Objective =>
Rewrite the stretch from the line containing "Exercise. Indicate with a point every instance of the calm" through the line containing "x=838, y=523", swapping "calm" for "still" and leaving everything else unchanged.

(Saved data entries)
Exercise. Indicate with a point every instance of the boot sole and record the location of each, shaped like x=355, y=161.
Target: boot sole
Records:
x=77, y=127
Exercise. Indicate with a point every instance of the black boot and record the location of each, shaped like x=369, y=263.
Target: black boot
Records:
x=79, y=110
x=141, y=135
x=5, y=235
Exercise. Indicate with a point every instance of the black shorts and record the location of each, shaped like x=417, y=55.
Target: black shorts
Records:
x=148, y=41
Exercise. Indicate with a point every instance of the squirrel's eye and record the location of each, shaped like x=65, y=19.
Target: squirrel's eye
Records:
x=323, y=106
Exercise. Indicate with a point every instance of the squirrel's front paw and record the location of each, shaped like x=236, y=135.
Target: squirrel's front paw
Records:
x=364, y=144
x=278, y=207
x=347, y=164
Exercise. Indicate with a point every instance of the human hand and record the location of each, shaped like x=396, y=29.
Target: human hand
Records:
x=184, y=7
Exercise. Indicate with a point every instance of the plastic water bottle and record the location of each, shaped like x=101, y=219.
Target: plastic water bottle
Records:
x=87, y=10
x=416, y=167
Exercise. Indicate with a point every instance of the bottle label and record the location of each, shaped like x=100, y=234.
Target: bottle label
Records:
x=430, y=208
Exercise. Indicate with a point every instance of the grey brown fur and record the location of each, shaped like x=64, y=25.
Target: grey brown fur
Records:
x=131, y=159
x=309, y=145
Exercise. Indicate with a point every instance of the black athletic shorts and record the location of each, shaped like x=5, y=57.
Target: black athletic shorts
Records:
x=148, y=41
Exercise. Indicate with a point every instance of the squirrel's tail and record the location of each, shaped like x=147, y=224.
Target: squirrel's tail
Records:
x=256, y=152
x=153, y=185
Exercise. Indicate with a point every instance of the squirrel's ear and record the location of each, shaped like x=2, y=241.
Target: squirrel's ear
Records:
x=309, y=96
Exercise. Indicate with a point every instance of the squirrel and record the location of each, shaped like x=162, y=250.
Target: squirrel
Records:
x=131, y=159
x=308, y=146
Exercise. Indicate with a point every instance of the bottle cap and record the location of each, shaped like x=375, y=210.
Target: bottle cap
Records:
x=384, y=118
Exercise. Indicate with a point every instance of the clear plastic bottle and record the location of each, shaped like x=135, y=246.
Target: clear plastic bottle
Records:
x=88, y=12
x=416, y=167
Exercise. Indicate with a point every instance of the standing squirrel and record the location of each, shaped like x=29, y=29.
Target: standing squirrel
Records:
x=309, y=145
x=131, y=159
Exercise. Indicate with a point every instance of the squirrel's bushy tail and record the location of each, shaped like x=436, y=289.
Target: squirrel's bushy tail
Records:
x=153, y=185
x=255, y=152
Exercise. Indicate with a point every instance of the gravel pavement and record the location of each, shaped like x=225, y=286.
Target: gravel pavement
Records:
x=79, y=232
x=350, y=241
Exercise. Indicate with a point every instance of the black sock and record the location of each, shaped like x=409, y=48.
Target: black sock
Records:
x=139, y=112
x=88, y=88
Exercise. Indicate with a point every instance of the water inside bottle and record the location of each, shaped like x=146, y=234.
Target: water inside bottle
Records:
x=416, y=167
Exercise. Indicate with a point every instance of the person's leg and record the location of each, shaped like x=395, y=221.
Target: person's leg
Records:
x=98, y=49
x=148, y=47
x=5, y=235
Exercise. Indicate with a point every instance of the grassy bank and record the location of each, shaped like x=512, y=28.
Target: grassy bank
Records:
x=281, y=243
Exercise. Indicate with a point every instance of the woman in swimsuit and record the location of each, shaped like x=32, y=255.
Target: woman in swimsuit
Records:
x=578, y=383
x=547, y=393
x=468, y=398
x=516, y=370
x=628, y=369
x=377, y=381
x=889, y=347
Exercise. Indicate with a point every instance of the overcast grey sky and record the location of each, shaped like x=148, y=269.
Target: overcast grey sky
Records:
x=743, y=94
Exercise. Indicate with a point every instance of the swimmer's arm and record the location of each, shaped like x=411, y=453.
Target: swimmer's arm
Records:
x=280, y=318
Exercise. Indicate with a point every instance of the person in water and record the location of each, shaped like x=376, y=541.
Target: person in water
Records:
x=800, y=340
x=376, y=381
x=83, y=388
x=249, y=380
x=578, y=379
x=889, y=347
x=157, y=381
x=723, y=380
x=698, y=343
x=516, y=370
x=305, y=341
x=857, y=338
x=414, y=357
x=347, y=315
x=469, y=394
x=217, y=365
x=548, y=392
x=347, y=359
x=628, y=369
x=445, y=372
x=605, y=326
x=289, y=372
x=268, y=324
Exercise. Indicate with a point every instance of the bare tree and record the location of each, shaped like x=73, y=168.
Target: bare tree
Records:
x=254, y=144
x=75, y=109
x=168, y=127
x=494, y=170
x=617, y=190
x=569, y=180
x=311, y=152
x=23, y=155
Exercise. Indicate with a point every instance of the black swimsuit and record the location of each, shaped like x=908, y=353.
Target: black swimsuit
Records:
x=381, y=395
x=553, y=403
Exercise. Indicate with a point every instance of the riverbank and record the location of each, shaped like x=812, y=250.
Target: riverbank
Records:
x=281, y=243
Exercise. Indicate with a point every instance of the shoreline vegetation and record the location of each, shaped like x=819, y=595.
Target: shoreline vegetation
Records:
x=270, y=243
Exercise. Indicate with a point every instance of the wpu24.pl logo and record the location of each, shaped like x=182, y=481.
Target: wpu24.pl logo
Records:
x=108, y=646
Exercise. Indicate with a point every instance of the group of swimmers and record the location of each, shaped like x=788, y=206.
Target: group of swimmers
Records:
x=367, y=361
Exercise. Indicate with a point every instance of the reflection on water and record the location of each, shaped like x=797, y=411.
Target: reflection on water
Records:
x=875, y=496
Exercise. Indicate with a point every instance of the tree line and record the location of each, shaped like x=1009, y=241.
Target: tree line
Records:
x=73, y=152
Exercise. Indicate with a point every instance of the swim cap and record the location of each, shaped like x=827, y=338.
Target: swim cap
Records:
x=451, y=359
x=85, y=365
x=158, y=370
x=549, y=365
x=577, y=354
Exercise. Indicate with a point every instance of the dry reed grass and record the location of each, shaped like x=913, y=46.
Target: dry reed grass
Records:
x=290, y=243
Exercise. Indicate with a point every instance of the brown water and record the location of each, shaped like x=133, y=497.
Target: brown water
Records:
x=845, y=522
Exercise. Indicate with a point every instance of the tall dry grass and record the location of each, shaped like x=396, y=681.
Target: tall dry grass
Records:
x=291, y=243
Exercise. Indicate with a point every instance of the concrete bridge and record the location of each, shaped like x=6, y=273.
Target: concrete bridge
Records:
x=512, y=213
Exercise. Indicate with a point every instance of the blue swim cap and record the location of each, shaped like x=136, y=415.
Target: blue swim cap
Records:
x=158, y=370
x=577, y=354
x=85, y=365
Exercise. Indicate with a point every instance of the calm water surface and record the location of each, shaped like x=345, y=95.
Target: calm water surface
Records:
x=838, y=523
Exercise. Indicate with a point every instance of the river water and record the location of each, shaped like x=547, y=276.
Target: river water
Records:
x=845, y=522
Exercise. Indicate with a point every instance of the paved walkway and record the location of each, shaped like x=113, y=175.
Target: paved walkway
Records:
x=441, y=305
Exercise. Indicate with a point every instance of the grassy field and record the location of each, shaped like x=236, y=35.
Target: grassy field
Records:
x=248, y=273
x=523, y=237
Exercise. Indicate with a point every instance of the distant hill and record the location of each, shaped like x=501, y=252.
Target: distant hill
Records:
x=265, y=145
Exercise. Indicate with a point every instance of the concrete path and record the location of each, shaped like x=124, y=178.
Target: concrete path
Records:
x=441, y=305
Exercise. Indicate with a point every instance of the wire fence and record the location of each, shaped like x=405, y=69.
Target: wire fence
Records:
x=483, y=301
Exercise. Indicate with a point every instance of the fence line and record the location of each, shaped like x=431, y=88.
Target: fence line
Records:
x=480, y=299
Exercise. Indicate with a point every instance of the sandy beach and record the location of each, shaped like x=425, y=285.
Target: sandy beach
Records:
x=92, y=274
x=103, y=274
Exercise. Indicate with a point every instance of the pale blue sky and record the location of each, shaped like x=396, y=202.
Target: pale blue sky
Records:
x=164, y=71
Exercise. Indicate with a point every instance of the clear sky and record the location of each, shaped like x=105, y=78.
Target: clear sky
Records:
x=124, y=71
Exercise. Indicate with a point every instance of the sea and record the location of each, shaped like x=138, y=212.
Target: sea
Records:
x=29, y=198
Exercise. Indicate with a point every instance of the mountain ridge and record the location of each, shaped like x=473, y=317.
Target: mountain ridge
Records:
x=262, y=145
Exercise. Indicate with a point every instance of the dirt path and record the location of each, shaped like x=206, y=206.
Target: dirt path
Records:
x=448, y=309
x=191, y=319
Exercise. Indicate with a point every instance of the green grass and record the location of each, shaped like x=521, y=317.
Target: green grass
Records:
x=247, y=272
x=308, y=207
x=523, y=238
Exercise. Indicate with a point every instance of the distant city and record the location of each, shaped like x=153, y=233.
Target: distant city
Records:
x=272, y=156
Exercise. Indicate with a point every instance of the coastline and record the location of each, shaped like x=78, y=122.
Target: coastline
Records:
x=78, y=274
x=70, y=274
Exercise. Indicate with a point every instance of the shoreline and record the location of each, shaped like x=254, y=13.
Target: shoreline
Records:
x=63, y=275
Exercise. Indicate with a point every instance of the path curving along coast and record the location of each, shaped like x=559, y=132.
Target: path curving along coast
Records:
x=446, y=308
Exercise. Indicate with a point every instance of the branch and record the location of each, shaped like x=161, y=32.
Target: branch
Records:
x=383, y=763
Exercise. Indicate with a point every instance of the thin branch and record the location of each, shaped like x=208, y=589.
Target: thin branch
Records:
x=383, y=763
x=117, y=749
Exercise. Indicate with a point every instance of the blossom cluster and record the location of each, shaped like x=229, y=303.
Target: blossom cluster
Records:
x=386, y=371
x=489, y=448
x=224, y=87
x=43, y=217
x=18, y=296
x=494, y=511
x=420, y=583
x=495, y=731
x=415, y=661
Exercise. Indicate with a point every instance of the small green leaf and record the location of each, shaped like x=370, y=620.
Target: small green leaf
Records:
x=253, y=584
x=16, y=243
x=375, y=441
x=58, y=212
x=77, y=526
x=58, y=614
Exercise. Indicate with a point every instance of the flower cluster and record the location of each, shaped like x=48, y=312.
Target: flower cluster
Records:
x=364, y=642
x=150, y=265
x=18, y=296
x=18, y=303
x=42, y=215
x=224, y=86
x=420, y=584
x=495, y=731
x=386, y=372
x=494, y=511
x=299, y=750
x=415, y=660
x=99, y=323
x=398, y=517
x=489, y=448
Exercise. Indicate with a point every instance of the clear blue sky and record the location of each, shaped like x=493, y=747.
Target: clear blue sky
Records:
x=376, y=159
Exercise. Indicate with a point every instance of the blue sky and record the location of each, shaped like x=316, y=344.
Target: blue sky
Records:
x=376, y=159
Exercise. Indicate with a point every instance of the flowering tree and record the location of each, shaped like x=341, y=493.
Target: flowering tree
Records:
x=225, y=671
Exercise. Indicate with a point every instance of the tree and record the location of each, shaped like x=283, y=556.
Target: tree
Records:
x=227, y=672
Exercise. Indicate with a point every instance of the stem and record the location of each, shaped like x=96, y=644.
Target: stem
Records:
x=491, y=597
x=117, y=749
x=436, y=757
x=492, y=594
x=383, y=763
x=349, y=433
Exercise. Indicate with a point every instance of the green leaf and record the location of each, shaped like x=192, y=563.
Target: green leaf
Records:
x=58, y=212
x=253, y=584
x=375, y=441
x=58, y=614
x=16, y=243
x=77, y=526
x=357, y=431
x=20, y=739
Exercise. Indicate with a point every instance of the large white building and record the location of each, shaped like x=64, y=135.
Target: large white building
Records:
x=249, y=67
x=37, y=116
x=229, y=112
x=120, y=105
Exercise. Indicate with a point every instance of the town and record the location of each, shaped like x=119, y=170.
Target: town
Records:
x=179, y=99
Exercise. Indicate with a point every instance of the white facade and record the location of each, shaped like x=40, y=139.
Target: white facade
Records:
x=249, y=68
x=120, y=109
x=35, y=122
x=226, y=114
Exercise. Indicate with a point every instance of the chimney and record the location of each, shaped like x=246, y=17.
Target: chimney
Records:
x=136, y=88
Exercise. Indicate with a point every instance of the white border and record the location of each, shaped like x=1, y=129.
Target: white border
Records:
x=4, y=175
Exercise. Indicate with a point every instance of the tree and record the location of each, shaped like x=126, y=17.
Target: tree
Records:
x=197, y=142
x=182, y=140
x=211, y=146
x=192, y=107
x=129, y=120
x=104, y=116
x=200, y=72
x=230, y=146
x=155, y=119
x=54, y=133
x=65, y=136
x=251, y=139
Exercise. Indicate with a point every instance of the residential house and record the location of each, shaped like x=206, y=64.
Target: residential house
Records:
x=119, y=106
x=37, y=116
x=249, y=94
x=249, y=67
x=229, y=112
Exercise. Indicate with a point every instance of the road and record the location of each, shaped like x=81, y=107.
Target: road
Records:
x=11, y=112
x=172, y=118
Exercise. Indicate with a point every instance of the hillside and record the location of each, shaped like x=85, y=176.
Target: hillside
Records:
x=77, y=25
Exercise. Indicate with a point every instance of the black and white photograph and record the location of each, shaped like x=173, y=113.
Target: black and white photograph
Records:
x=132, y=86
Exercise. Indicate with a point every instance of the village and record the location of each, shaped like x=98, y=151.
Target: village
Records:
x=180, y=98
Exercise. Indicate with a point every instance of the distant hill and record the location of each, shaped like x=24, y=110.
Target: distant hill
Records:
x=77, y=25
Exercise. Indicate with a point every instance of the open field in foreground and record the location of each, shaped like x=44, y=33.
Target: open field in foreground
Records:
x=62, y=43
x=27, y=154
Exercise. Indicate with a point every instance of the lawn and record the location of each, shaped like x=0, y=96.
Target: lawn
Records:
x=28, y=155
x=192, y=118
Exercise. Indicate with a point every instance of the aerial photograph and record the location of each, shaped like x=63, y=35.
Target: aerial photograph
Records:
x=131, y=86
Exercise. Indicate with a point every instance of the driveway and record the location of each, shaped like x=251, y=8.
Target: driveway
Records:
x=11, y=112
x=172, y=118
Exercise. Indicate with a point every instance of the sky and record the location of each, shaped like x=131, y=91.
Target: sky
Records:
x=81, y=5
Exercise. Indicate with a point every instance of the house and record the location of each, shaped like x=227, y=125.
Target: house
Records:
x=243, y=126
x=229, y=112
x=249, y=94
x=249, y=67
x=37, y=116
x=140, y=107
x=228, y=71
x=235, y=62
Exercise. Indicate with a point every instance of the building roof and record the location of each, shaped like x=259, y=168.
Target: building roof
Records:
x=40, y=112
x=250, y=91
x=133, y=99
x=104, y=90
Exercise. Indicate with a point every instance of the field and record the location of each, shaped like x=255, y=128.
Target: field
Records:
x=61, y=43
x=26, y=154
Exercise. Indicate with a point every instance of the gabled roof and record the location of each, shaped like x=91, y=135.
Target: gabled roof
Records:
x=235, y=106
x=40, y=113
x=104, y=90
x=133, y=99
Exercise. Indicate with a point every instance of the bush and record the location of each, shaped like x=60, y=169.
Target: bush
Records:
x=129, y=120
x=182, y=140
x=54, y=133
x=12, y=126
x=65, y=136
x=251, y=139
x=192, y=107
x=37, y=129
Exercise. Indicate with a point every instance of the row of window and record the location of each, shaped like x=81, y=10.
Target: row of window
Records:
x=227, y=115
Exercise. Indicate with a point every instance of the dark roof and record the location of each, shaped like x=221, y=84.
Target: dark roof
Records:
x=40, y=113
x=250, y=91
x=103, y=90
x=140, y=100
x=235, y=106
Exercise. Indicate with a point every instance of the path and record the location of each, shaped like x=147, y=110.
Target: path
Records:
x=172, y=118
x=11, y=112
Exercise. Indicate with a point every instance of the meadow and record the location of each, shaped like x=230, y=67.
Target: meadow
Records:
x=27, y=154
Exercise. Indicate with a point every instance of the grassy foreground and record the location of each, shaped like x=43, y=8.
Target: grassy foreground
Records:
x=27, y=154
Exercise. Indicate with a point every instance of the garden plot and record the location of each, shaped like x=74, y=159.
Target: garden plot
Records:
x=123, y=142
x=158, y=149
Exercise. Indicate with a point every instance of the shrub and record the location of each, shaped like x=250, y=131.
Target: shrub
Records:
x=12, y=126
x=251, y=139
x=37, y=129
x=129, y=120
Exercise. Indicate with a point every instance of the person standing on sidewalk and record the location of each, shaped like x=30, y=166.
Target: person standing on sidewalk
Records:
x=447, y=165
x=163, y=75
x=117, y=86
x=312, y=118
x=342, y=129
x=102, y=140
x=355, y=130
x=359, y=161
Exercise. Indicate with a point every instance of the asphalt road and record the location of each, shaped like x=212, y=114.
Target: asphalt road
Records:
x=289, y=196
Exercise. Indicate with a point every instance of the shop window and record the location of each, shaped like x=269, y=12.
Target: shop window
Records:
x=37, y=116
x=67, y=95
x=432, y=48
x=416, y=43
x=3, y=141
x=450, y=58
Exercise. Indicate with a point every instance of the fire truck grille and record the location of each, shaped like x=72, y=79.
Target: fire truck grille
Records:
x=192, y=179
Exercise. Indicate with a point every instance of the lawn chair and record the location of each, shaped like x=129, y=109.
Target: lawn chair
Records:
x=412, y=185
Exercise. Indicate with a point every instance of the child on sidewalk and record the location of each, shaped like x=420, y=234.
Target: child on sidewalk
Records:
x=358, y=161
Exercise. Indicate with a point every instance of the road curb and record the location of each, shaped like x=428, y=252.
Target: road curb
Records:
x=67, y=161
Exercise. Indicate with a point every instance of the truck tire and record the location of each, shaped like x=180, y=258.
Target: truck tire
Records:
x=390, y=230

Reply to the exercise =>
Exercise. Indicate with a point every instance of the still water surface and record the location of each, shaped like x=345, y=95.
Target: still water surface
Records:
x=838, y=523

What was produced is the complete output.